*Exercise directions*: The listing beneath should be written out in full, exactly as shown.

Begin Information shown

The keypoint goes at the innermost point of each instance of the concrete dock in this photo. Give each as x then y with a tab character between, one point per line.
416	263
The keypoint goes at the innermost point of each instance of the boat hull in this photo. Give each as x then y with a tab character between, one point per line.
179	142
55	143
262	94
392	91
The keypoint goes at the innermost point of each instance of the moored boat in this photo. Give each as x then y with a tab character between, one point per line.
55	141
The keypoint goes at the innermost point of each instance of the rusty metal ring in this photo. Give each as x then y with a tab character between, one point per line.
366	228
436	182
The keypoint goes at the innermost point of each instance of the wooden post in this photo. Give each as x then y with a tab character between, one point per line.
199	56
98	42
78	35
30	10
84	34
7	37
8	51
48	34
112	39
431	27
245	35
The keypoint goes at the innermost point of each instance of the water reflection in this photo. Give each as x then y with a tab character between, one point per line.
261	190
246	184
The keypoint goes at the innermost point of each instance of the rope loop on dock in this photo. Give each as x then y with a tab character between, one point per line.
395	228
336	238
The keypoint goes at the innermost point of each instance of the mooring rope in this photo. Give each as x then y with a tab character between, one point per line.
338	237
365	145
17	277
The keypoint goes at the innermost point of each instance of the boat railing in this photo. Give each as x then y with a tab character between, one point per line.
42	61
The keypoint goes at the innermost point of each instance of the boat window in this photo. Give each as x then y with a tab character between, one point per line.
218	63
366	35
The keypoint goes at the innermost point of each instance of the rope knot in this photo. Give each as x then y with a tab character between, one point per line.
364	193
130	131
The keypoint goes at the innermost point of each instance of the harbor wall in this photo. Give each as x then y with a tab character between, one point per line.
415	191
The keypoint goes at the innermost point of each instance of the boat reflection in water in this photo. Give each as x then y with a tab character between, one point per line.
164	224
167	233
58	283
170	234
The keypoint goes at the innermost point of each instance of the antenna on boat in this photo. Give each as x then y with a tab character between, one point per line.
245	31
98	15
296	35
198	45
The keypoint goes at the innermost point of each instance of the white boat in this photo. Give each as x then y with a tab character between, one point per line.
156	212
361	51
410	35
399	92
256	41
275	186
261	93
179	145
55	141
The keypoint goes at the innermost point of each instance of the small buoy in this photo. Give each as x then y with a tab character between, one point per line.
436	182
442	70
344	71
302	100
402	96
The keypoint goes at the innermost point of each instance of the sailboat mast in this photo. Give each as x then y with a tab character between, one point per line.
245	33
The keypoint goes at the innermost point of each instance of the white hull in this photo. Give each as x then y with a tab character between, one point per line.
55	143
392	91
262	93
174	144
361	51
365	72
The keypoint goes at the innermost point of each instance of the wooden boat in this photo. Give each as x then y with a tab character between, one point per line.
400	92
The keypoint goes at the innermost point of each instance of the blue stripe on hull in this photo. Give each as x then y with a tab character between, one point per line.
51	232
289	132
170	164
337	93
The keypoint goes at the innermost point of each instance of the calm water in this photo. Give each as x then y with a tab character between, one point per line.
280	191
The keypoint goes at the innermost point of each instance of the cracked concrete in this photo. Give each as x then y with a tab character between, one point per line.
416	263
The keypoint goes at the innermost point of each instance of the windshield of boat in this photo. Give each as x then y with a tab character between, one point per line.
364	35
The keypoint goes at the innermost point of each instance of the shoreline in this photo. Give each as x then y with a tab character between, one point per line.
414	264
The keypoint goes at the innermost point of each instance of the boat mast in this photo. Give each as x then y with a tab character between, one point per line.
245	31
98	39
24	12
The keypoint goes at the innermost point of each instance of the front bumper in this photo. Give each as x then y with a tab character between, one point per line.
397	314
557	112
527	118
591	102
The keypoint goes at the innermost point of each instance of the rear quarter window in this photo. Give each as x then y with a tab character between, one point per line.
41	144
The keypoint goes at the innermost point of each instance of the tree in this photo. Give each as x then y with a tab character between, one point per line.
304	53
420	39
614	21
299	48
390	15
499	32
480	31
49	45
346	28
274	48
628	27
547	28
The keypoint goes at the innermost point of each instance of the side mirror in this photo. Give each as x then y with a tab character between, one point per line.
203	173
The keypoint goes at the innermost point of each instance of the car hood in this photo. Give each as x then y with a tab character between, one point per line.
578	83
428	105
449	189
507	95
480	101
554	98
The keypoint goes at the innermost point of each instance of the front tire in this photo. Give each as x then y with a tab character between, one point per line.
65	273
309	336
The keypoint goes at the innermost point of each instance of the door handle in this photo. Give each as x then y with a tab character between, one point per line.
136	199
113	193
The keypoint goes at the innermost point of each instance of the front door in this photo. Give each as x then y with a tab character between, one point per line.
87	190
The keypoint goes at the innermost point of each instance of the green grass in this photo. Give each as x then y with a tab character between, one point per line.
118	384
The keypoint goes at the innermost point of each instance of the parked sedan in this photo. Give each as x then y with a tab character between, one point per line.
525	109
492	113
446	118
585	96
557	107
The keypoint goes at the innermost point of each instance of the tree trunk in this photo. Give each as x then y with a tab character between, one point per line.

End Information shown

*Solution to the problem*:
The keypoint goes at the innermost point of each instance of the concrete dock in this photo. Give each as x then y with a tab character between, one point per line.
416	263
The keypoint goes at the innermost point of each instance of the boat hull in this photo. Give each as x then y with a tab character between, one point per line.
179	142
55	143
262	94
392	91
The keypoint goes at the innermost point of each instance of the moored boat in this photo. Give each as x then y with a tab character between, one point per line.
55	141
The keypoint goes at the innermost point of each instance of the rusty metal ring in this photo. Give each as x then y with a tab character between, one point per line.
366	228
436	182
The keypoint goes at the innermost point of each instance of the wooden post in this photo. Give each as x then y with a tab character between, one point per line.
199	56
98	42
78	35
30	10
84	34
7	37
8	51
48	34
112	39
431	27
245	35
The keypoint goes at the innermost point of each instance of the water reflection in this photo. Give each as x then y with a tab character between, one point per line.
261	190
246	184
The keypoint goes at the innermost point of each instance of the rope loop on dock in this photo. Give each as x then y with a tab character between, one point per line.
395	228
336	238
The keypoint goes at the innermost point of each instance of the mooring rope in this photo. Give each as x then y with a tab character between, one point per line.
338	237
365	145
17	277
The keypoint goes at the innermost point of each instance of the boat railing in this photo. Give each as x then y with a tab character between, one point per line.
42	61
The keypoint goes at the innermost point of each instance of the boat window in this photo. Give each as x then y with a tab character between, one point per line.
218	63
366	35
The keypoint goes at the innermost point of each instance of the rope knot in this photo. Give each as x then y with a tab character between, one point per line.
364	193
130	131
The keypoint goes at the innermost point of each instance of the harbor wall in this photo. Give each as x then y with a tab character between, one point per line.
415	191
The keypoint goes at the innermost point of each instance of the boat reflection in water in this photo. Give each as x then y with a tab character between, one point per line.
164	224
167	233
58	283
170	234
The keypoint goes at the innermost point of each instance of the antenna on boat in this photo. Give each as x then y with a tab character between, one point per line.
245	31
98	15
296	35
198	45
The keypoint goes at the innermost point of each instance of the white boat in this photo. Give each as x then y with a tab character between, one point per line.
156	212
361	51
410	35
399	92
256	41
275	186
261	93
179	145
55	141
The keypoint goes at the innermost point of each instance of the small buoy in this photo. Give each as x then y with a tab character between, one point per line.
436	182
442	70
344	71
302	100
402	96
The keypoint goes at the innermost point of each instance of the sailboat mast in this photo. Give each as x then y with a tab character between, one point per line.
245	33
The keypoint goes at the innermost point of each instance of the white hull in this photo. Give each as x then y with a tab character between, one point per line.
55	143
392	91
262	93
174	144
361	51
365	72
The keypoint goes at the innermost point of each instance of the wooden boat in this photo. Give each as x then y with a tab character between, one point per line.
400	92
The keypoint goes at the innermost point of each instance of the blue stripe on hull in this photo. Give each as x then y with a tab character between, one point per line.
51	232
289	132
170	164
337	93
The keypoint goes at the innermost point of each instance of the calm water in this photo. Give each as x then y with a tab character between, one point per line.
280	191
The keypoint goes at the innermost point of each instance of the cracked concrete in this photo. Give each as x then y with a tab character between, one point per line.
416	263
The keypoint goes at the innermost point of each instance of the windshield of boat in this photo. Give each as x then y with a tab character between, one point per line.
364	35
The keypoint goes at the innermost point of each instance of the shoreline in this photo. Give each as x then y with a tab character between, one point per line.
414	264
The keypoint goes at the innermost point of each instance of the boat mast in this photo. Give each as x then y with a tab character between, one point per line.
245	31
98	39
24	12
The keypoint goes at the innermost point of each instance of the front bumper in this photo. Give each as x then y with a tab character between, one point per line.
397	314
557	112
527	118
591	102
The keypoint goes at the innermost point of each instance of the rear quarter window in this photo. Give each as x then y with a tab character between, one point per line.
41	144
The keypoint goes at the innermost point of each instance of the tree in this photo. Give each as x then y with a tab character between, one point per line.
304	53
420	39
614	21
299	48
390	15
499	32
480	31
49	45
346	28
274	48
628	27
547	28
The keypoint goes at the innermost point of each instance of the side mirror in this photo. Give each as x then y with a tab character between, one point per line.
203	173
The keypoint goes at the innermost point of each instance of the car hood in this photo. Give each as x then y with a tab character between, one point per line.
578	83
428	105
449	189
507	95
480	101
554	98
The keypoint goes at the innermost point of each instance of the front tire in this photo. Give each as x then y with a tab character between, one point per line.
65	273
309	336
The keypoint goes at the innermost point of each instance of the door handle in this photo. Give each as x then y with a tab character between, one point per line.
136	199
113	193
The keypoint goes at the innermost point of each instance of the front door in this photo. Give each as x then y with a tab character between, one point per line.
87	190
The keypoint goes at the innermost point of each instance of the green grass in this photo. Give each as x then y with a tab character between, one point per line.
118	384
The keypoint goes at the innermost point of each instance of the parked sedan in this photo. Give each as x then y with a tab character between, one point per line.
525	109
492	113
446	118
585	96
557	107
The keypoint goes at the innermost point of each instance of the tree trunk in this photo. Give each as x then y with a tab character between, one point per line.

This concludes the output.